:: SUPPLIED MATERIAL ::

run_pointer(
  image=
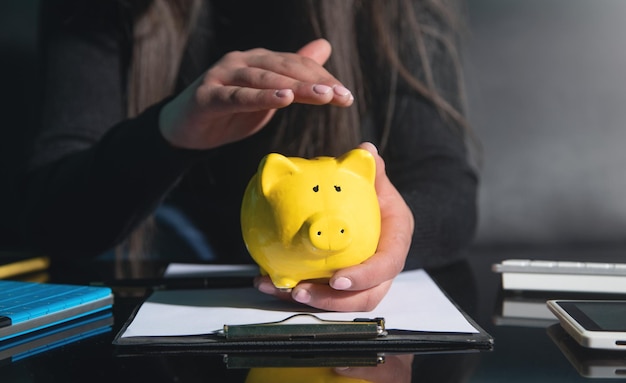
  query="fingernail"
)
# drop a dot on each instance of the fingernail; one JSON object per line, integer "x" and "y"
{"x": 302, "y": 296}
{"x": 266, "y": 287}
{"x": 341, "y": 283}
{"x": 341, "y": 90}
{"x": 321, "y": 89}
{"x": 282, "y": 93}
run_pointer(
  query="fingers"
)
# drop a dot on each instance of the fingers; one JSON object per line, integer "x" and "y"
{"x": 324, "y": 297}
{"x": 302, "y": 72}
{"x": 317, "y": 50}
{"x": 395, "y": 237}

:::

● WHAT IS EXPECTED: Output only the lines from the one with "# drop a dot on each instance of the fingers;" through the last line of the entries above; please keep them exact.

● REPLY TO THE TASK:
# drop a dot on each instance of the fingers; one JSON object per line, integer "x" and "y"
{"x": 324, "y": 297}
{"x": 302, "y": 72}
{"x": 317, "y": 50}
{"x": 395, "y": 237}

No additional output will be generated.